» Required work: Look in the data below for the line that has "query: building roof", then print exactly every line from there through the line that has "query: cardboard protest sign", leaving pictures out.

━━━━━ Input data ━━━━━

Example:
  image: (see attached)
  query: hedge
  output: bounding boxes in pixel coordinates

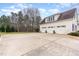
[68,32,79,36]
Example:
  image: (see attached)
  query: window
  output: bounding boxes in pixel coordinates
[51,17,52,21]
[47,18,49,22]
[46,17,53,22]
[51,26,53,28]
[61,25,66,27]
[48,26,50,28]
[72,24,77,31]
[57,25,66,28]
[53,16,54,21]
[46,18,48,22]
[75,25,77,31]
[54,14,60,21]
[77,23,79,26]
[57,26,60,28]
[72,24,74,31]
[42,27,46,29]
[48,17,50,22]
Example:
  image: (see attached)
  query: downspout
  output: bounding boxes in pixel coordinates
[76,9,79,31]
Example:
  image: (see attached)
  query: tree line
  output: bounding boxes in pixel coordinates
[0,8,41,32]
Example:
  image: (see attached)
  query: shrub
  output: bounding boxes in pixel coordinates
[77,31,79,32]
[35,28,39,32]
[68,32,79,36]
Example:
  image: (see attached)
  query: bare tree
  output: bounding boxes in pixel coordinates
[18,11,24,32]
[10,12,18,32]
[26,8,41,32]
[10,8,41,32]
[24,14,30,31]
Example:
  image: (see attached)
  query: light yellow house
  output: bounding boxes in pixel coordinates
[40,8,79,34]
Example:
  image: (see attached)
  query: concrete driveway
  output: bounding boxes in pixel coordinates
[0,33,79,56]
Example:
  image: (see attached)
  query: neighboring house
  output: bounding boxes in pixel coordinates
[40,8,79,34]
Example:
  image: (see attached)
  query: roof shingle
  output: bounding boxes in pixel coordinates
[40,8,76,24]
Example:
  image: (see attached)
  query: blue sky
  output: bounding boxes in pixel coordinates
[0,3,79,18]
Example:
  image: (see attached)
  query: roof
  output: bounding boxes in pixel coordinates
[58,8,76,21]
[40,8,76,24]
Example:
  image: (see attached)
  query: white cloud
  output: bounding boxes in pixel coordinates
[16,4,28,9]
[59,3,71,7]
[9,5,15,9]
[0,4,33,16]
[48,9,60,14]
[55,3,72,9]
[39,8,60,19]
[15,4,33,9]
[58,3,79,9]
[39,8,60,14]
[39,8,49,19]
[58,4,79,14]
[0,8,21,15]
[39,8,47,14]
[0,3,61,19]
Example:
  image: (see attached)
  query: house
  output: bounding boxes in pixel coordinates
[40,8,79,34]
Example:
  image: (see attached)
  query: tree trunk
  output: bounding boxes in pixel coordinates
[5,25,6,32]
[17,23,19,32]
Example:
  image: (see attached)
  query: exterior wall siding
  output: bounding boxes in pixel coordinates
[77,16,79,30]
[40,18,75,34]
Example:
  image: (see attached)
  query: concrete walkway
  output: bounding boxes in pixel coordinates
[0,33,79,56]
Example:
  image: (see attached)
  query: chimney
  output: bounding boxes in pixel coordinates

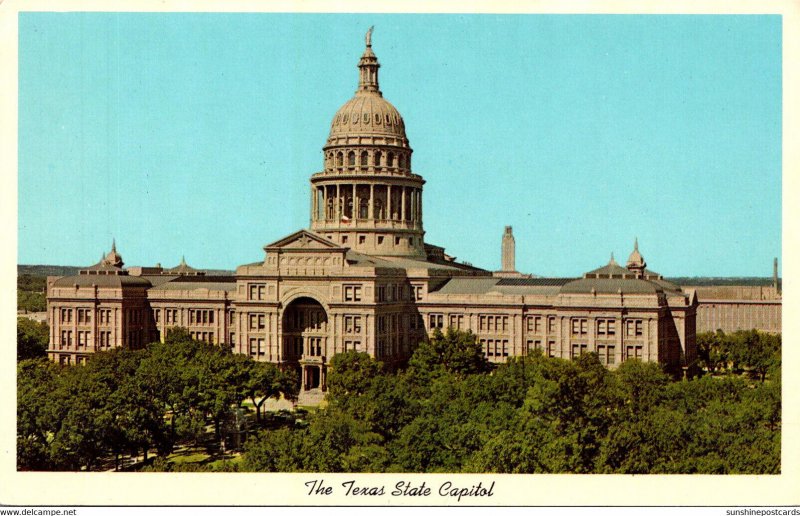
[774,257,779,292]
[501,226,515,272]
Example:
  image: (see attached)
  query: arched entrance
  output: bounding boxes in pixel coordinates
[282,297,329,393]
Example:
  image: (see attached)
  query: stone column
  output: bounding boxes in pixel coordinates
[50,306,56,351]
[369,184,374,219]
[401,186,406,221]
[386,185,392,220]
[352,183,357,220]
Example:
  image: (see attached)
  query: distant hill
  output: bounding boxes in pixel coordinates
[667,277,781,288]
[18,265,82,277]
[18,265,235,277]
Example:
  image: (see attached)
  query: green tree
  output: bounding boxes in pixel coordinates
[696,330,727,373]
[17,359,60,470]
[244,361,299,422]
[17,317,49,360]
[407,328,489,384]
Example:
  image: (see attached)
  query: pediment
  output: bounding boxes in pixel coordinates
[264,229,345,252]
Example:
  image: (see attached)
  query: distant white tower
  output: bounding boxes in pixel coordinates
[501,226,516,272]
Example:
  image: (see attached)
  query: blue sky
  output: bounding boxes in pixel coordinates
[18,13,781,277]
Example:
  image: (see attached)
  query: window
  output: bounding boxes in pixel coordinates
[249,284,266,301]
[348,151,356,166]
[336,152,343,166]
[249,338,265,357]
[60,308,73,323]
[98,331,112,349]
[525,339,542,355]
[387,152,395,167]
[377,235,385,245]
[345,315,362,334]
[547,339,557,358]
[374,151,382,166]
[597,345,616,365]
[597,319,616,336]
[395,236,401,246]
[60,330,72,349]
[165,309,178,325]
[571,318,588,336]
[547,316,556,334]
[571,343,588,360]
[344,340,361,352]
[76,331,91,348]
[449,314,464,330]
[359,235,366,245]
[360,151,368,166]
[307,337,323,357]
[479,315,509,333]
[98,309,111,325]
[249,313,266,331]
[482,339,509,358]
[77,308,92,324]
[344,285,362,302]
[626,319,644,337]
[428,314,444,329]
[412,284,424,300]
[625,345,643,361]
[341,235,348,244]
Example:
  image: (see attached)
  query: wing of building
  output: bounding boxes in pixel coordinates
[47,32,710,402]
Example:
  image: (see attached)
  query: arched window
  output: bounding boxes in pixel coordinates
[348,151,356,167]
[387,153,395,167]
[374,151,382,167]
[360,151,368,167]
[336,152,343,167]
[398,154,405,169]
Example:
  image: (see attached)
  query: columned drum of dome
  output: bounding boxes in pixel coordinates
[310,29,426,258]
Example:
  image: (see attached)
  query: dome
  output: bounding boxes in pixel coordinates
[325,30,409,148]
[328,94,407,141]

━━━━━
━━━━━ Input data ━━━━━

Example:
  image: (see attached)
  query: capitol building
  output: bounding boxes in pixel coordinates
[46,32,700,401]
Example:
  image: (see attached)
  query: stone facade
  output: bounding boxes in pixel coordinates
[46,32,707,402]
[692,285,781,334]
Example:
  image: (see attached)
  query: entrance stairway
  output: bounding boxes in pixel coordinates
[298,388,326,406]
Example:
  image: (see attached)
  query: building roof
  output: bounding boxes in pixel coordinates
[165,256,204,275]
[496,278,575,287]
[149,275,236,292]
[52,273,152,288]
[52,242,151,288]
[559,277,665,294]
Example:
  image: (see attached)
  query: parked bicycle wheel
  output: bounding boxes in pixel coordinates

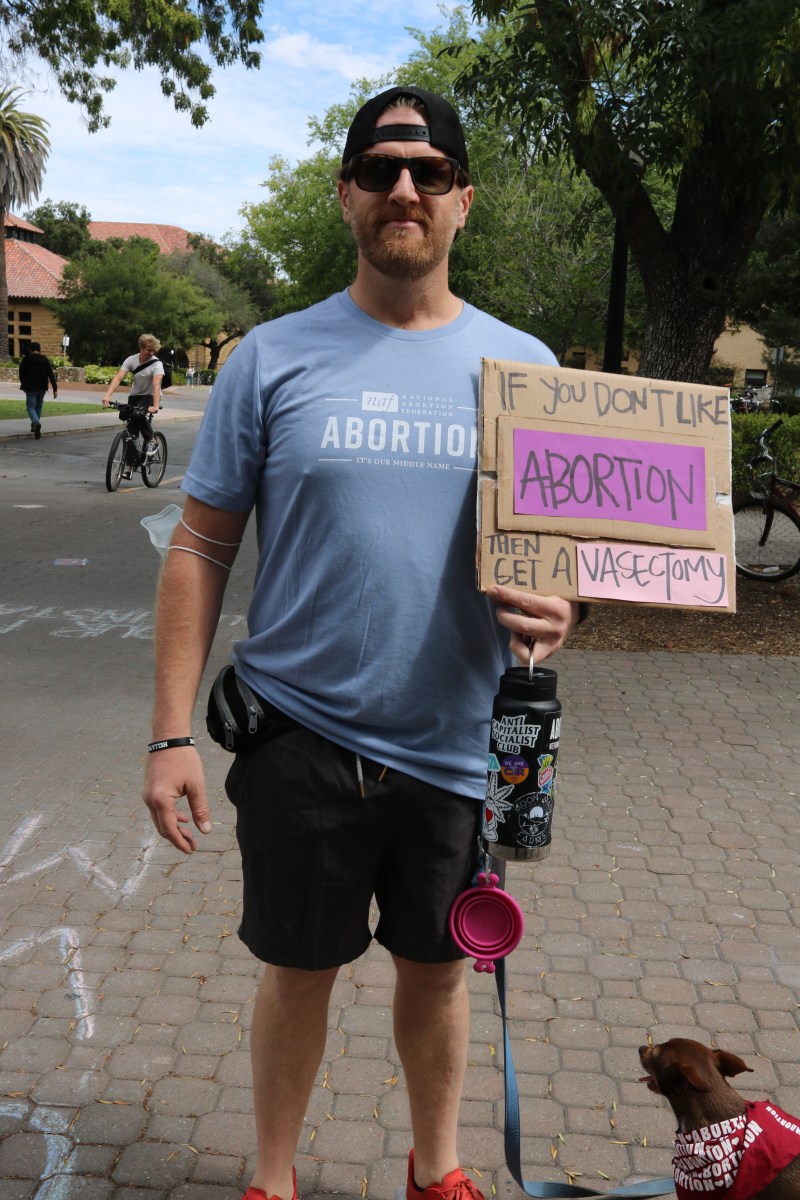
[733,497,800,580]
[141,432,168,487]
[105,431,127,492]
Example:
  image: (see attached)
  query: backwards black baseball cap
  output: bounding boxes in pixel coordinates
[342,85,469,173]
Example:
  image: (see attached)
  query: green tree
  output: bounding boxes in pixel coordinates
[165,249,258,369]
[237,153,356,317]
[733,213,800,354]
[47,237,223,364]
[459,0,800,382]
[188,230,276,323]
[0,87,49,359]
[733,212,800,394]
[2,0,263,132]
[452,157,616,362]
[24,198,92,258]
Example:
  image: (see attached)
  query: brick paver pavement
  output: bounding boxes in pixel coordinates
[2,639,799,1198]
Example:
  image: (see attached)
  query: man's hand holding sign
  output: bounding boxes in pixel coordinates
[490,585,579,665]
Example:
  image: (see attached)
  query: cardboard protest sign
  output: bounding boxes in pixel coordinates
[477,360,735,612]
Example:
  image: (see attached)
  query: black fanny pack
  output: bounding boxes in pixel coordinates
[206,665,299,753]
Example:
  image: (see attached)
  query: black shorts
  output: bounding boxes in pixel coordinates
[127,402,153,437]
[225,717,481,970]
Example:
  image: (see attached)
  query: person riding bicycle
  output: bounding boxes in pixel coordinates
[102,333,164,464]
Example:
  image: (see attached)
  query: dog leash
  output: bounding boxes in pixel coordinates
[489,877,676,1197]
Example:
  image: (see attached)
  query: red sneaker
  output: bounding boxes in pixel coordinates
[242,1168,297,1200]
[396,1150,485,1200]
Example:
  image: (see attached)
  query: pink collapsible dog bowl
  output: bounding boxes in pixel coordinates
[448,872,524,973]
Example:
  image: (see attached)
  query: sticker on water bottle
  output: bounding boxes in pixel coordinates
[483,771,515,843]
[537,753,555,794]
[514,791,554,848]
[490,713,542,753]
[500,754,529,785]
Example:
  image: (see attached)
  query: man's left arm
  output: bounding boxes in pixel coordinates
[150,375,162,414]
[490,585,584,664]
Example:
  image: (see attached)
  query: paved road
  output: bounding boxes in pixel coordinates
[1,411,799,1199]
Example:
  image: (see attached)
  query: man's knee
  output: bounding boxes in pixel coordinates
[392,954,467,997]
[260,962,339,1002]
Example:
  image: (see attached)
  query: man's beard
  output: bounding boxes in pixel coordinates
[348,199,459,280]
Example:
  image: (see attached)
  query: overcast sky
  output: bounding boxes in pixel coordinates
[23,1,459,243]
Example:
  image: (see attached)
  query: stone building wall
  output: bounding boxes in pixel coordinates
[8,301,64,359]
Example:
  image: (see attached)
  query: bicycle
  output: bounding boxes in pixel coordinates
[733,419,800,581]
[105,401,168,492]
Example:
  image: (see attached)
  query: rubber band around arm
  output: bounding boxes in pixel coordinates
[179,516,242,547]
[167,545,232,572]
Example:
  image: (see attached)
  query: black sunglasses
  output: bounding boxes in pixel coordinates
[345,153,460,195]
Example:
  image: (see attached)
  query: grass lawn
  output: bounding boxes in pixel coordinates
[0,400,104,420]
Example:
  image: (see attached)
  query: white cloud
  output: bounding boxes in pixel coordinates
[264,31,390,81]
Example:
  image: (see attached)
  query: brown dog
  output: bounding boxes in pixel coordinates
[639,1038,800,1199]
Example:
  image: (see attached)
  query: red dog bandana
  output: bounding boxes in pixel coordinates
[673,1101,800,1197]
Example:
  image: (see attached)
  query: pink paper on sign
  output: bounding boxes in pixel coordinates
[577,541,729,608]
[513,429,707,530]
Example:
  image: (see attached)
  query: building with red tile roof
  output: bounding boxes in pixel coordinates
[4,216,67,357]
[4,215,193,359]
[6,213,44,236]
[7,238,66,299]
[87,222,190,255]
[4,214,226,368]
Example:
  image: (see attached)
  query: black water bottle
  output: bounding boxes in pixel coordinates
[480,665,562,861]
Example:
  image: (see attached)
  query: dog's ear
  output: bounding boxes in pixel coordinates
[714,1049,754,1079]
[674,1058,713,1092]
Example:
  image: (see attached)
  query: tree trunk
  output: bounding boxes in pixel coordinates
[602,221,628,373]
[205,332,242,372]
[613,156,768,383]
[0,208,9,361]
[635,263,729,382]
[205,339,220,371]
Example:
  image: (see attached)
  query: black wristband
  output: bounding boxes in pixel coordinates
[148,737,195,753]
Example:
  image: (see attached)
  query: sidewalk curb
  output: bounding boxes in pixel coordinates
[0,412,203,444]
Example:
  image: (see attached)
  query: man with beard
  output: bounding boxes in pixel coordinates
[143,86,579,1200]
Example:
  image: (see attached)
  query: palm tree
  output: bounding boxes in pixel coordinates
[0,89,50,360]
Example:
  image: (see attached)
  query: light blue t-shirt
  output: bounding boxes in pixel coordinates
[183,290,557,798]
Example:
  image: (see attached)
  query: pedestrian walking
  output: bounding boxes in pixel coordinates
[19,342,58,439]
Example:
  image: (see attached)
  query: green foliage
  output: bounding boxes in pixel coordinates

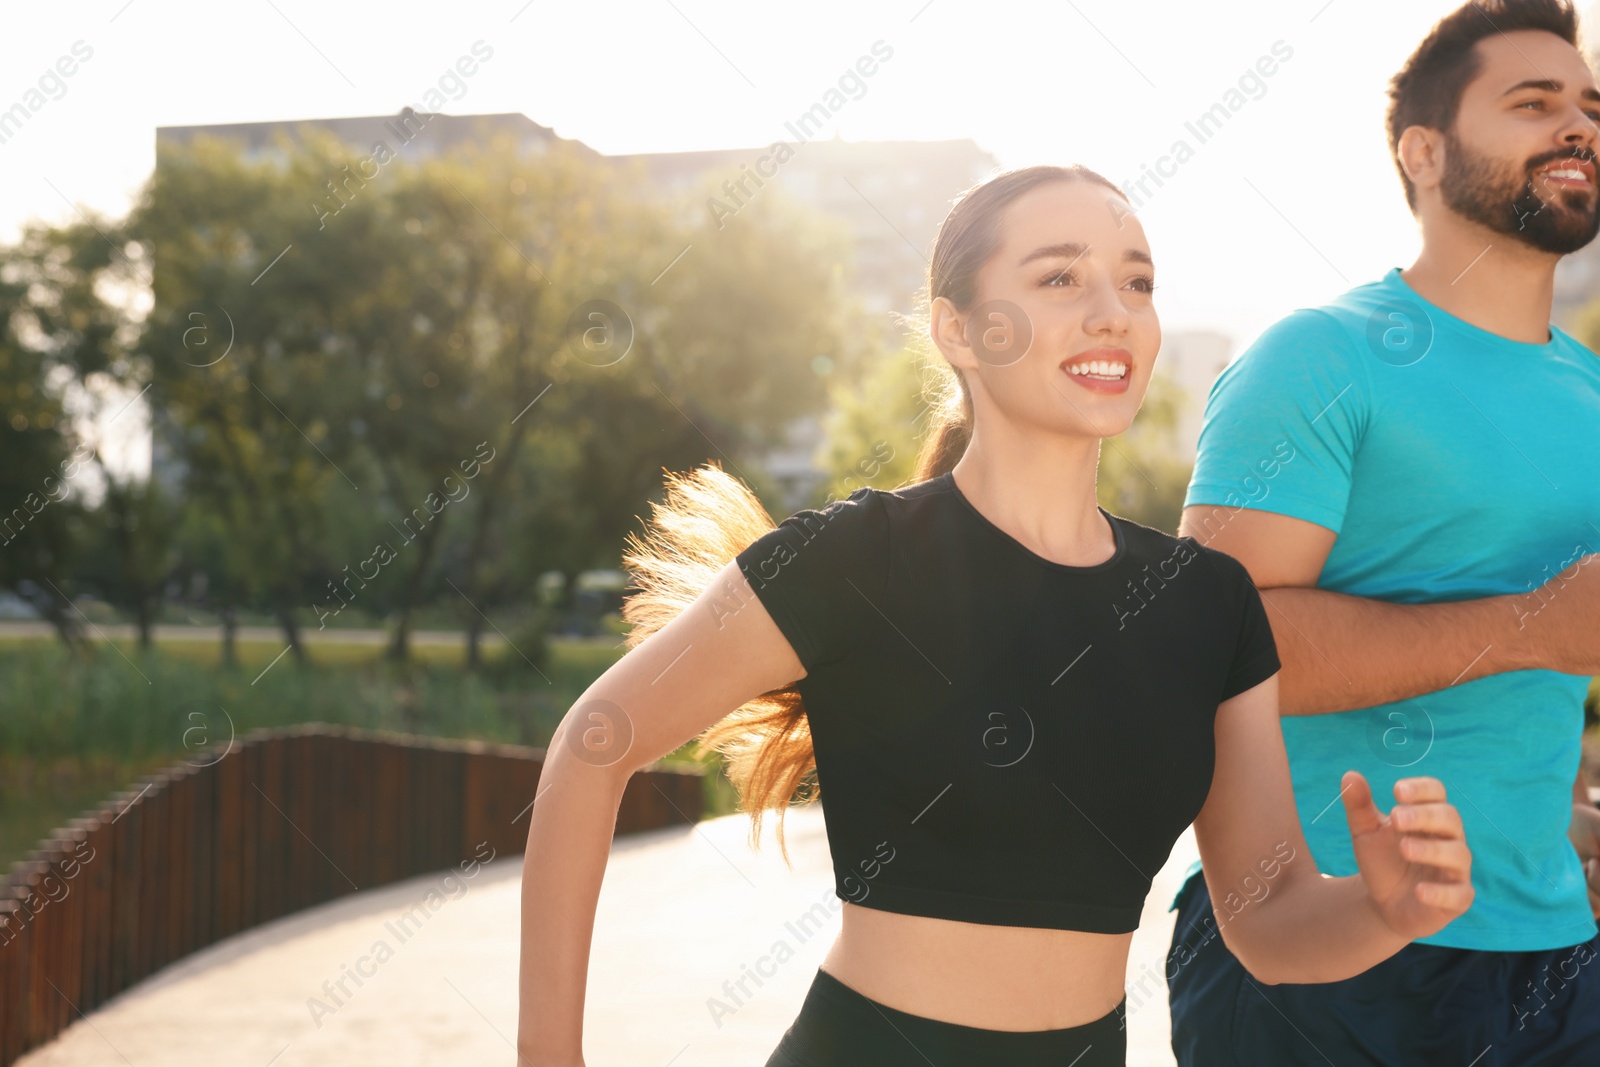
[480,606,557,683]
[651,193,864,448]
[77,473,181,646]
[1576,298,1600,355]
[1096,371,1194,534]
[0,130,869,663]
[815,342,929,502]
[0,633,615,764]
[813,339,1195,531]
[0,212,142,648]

━━━━━

» Written solution:
  query: building roof
  output: bounding boxes in pixel coordinates
[165,256,204,275]
[496,278,575,287]
[149,275,236,292]
[52,273,152,288]
[52,242,151,288]
[559,277,665,294]
Example:
  image: (see attached)
  query: parked bicycle wheel
  output: bounding boxes in pixel coordinates

[733,497,800,580]
[141,432,168,487]
[105,431,127,492]
Example:
  image: (see attached)
  query: backwards black baseball cap
  output: bounding boxes in pixel coordinates
[342,85,469,173]
Example:
  image: (see attached)
  query: green tree
  output: bounding boxes in pixel coordinates
[165,249,258,369]
[237,153,356,317]
[733,213,800,354]
[47,237,223,364]
[459,0,800,382]
[188,230,276,323]
[0,87,49,359]
[733,212,800,394]
[2,0,263,132]
[452,157,616,362]
[24,198,92,258]
Example:
  image: (see attached)
  query: brick paver pavement
  output: bounding boxes in pixel coordinates
[2,639,799,1198]
Example:
  image: (see attached)
  query: man's hand holding sign
  output: bounding boxes in pixel coordinates
[490,585,579,665]
Example:
  image: (see attached)
  query: cardboard protest sign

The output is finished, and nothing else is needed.